- Exercise -
Please rewrite the records from the line that has "the bicycle in" through the line that has "[(747, 98)]", swapping "bicycle" for "bike" and leaving everything else the same.

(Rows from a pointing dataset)
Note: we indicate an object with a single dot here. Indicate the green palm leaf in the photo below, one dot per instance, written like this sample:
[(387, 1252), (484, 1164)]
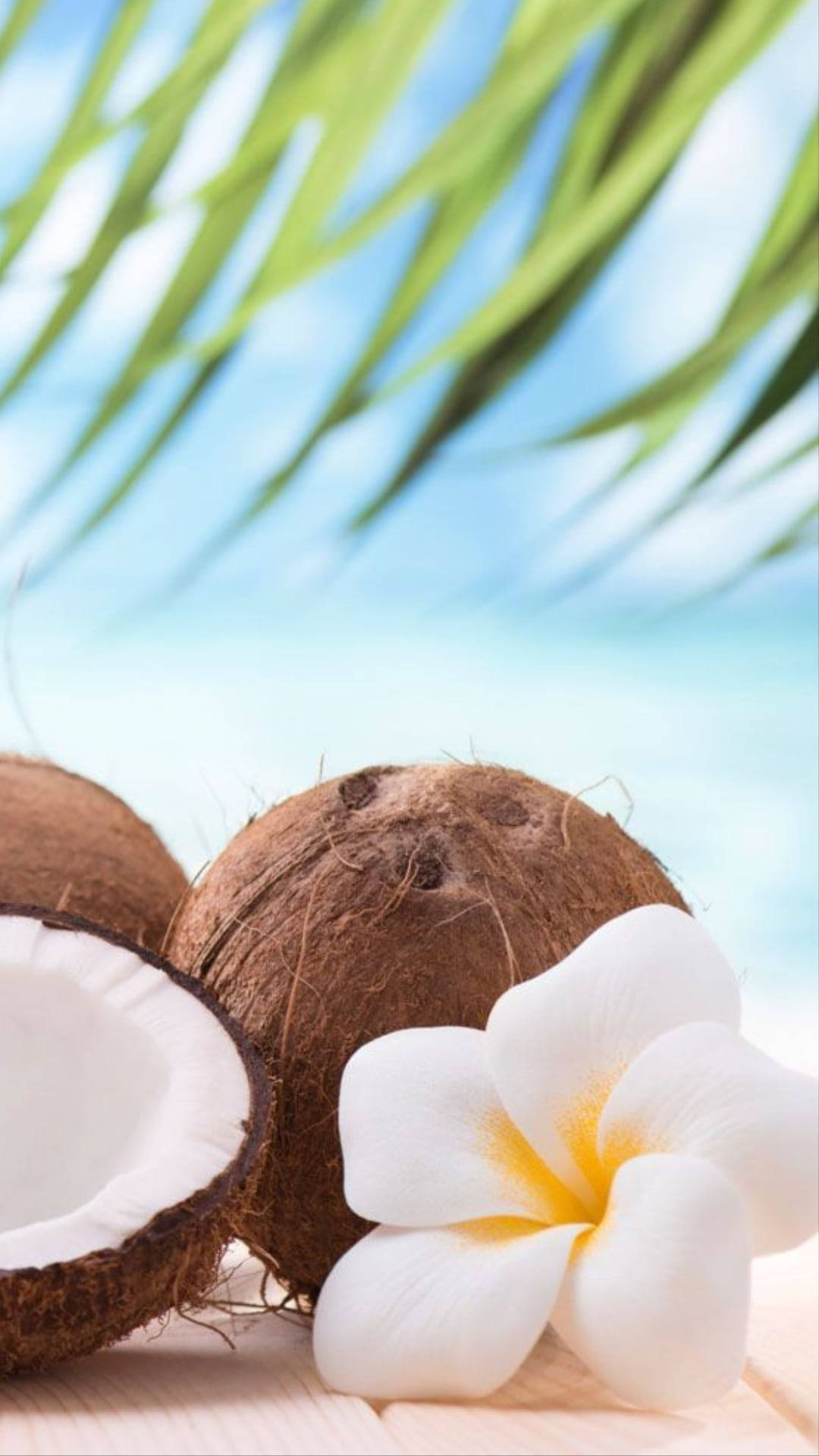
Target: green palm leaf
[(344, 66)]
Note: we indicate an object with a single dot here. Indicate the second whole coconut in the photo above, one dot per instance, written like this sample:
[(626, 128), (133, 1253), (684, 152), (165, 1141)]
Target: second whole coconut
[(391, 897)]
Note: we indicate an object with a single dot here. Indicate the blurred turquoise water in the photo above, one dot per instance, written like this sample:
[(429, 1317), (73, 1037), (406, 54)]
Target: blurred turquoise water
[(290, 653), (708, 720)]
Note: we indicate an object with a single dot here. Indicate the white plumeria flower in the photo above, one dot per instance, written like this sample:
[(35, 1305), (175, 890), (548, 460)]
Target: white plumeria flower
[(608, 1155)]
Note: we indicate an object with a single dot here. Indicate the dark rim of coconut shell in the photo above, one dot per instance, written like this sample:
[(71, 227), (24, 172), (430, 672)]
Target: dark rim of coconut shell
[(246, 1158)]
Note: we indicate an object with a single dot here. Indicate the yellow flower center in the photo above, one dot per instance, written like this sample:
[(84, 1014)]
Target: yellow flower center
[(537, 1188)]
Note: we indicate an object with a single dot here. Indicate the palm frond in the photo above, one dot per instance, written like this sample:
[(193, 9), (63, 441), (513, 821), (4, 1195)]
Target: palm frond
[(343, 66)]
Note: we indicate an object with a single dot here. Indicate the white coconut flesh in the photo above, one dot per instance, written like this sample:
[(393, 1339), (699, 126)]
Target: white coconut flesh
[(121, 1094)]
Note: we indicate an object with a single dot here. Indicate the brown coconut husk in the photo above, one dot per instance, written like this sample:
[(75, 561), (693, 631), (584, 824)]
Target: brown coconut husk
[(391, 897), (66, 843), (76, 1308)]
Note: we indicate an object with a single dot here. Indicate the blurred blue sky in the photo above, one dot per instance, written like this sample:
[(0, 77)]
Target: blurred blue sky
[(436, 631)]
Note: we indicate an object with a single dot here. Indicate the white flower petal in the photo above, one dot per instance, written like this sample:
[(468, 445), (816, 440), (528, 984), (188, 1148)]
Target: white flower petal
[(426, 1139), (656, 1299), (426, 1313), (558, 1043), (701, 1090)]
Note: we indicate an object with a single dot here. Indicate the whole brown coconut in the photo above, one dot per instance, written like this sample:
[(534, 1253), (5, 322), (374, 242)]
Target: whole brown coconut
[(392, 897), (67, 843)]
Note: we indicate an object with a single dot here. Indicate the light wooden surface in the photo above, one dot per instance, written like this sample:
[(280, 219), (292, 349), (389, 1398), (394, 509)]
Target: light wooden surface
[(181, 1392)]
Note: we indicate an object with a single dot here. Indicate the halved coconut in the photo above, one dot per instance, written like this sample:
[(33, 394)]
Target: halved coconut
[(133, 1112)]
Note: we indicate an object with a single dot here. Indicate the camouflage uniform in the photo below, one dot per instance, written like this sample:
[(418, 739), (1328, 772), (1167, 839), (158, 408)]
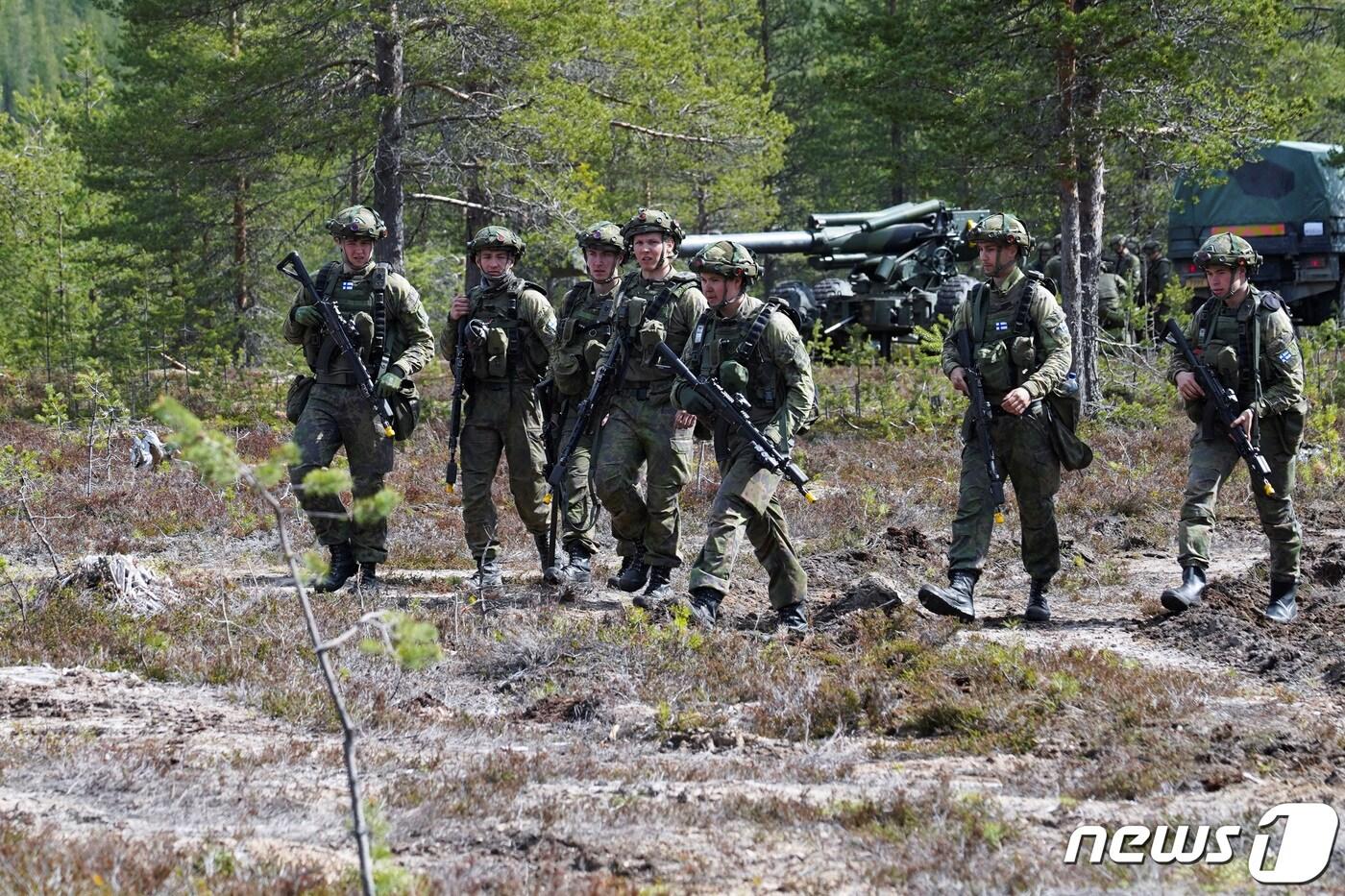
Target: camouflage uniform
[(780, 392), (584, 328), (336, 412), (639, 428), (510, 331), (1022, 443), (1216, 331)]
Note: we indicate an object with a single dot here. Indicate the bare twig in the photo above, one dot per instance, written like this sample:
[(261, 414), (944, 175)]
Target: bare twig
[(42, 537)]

* * *

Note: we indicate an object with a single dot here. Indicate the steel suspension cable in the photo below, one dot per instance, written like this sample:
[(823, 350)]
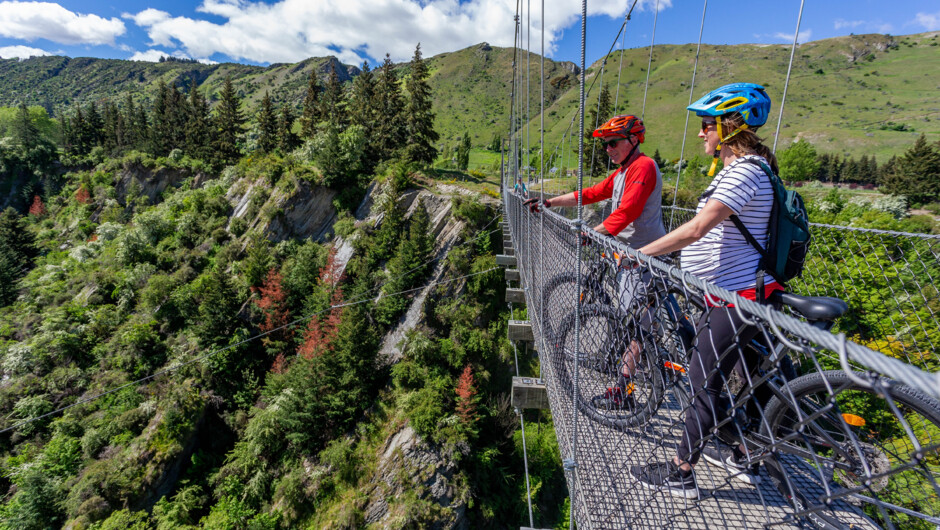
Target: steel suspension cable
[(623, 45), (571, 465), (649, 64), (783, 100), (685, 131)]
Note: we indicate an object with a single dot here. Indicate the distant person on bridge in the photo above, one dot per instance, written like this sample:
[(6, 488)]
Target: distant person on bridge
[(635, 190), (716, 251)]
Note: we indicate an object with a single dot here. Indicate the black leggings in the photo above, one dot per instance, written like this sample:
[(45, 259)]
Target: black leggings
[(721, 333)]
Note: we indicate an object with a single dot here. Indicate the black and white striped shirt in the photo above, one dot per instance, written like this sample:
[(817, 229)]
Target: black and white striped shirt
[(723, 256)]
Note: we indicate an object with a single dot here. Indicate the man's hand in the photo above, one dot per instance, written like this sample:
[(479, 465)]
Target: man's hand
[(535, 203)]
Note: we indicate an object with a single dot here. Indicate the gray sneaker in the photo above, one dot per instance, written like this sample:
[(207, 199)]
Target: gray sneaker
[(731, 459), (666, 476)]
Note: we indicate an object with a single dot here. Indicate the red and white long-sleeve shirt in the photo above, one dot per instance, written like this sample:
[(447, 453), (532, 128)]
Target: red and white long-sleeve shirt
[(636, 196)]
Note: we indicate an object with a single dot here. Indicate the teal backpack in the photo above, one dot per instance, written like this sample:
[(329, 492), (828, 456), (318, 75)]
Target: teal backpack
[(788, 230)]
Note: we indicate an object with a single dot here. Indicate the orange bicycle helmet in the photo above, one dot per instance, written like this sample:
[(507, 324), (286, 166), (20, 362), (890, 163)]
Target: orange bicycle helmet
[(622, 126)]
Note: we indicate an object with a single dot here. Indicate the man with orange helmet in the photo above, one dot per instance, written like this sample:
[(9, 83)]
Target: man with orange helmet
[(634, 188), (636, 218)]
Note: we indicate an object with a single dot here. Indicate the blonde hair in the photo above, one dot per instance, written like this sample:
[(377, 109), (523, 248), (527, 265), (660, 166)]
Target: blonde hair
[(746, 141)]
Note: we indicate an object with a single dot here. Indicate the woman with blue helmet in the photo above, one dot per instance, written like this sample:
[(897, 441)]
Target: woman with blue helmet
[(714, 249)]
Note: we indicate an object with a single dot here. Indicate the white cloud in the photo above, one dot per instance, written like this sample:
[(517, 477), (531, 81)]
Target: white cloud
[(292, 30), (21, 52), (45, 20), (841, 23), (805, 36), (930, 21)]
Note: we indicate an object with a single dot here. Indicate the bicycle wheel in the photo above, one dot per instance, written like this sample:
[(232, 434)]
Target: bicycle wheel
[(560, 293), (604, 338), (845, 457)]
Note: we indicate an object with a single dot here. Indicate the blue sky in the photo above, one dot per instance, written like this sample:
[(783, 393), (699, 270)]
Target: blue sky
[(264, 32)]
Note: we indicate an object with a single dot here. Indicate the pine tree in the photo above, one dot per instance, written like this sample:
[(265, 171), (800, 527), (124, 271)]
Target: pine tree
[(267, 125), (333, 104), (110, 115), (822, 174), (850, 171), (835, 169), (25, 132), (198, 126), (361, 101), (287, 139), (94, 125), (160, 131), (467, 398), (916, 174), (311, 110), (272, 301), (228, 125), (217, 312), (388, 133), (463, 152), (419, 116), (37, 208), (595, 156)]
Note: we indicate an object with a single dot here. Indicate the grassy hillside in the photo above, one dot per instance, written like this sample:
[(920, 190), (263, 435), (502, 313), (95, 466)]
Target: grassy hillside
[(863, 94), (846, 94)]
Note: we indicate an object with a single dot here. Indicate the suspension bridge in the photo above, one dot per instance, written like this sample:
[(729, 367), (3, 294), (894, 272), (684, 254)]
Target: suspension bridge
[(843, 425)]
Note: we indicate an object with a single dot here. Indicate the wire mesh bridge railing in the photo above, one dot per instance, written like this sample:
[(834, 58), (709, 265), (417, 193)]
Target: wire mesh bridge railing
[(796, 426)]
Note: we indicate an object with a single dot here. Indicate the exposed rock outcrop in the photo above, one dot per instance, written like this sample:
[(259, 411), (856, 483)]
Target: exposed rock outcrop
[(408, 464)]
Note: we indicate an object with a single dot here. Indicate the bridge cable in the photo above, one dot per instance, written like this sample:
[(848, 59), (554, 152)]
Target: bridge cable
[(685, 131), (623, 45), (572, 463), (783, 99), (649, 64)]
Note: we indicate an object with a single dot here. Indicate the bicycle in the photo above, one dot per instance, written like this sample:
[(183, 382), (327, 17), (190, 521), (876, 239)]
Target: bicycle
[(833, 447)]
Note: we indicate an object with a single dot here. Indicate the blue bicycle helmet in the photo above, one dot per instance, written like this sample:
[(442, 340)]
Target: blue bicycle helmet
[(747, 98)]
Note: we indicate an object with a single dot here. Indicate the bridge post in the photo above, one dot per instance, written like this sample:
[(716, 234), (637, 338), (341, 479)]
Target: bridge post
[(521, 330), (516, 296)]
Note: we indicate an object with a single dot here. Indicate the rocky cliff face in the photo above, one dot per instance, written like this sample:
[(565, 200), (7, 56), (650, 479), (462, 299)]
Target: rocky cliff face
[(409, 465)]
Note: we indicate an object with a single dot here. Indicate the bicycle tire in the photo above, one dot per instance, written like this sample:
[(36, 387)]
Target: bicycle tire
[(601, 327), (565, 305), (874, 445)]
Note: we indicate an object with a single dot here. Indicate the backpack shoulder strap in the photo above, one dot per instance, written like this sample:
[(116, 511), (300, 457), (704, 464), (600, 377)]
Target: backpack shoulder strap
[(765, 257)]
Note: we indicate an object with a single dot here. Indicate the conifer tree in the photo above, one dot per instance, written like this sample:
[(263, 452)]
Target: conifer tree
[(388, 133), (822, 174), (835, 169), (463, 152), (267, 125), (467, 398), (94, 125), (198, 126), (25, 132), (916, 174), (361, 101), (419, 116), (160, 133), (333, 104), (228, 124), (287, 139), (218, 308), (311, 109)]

- Result of this exercise -
Note: we indicate an object with a single dot here. Indicate the bike in the photo above, one dot per instance, written like this sample:
[(183, 382), (327, 17), (190, 521), (876, 239)]
Target: bike
[(833, 447)]
Note: we indicate an object with a single dot here. Indicate the blue bike helmet in the photo above, one dot per instance, written like this sample:
[(442, 340)]
Target: blue bike helmet
[(747, 98)]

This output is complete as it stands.